(Records from a collection)

----

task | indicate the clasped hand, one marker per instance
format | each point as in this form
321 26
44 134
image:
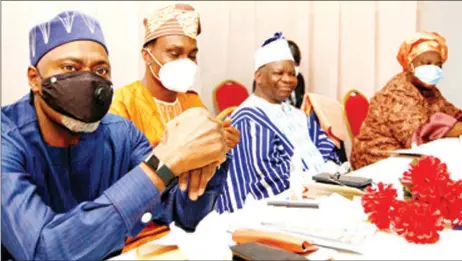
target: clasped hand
194 144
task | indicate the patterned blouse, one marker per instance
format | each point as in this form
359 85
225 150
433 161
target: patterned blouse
401 114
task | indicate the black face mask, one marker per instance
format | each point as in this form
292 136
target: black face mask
84 96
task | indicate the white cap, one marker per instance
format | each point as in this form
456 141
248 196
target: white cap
275 51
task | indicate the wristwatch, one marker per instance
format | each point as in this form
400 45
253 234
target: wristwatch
164 173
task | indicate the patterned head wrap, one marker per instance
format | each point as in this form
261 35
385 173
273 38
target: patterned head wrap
419 43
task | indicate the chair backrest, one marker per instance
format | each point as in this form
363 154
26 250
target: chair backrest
356 106
225 113
229 93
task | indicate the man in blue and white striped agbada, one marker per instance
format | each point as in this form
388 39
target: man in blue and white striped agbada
277 139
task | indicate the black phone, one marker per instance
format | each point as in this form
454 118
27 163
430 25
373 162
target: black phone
258 251
343 180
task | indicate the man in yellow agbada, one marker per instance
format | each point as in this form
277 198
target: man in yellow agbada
170 54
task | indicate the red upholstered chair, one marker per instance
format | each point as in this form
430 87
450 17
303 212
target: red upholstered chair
229 93
225 113
355 105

----

Exercise prompt ▸ Please set down the lines above word for word and leave out the pictures.

Result for this exercise ▸
task | indicate the clasped hand, one marker per instance
format | each point as in this form
321 26
44 134
image:
target: clasped hand
194 144
task | indicate the patterned blouse, one marker per instance
format | each point as in this form
359 85
225 150
433 161
target: patterned blouse
401 114
task | indicate the black face mask, one marker per instance
format | each point as in this form
292 136
target: black face mask
84 96
task | indicate the white cap, one marker per instance
format | each point as in this form
456 141
248 196
target: white cap
275 51
task | indicate the wristwatch, one marker per instance
format | each point as in this form
400 45
253 234
target: wristwatch
164 173
task | indicate the patterned head wrap, one marker per instance
format | each point as in this form
261 35
385 173
273 38
target: patterned head wrap
419 43
task | indicate the chair backrest, one marker per instance
format | each point as in this form
363 154
26 250
target: chair backrest
356 106
225 113
229 93
task | indicate the man in blue and white striped agbada, one marker per instance
format | each point as in this form
388 39
target: man in blue and white striped agbada
277 139
task | indicate the black phone, one marker per instance
format | each point as in this form
454 118
27 163
430 25
373 162
target: black phone
258 251
343 180
task | indicate the man in yellow agbada, one marker per instance
format | each point as in this form
277 198
target: man in yellow agbada
170 54
task | indicate the red upholstered chair, one marker per instance
format | each point as in this form
430 87
450 17
303 212
target: red upholstered chair
229 93
225 113
355 105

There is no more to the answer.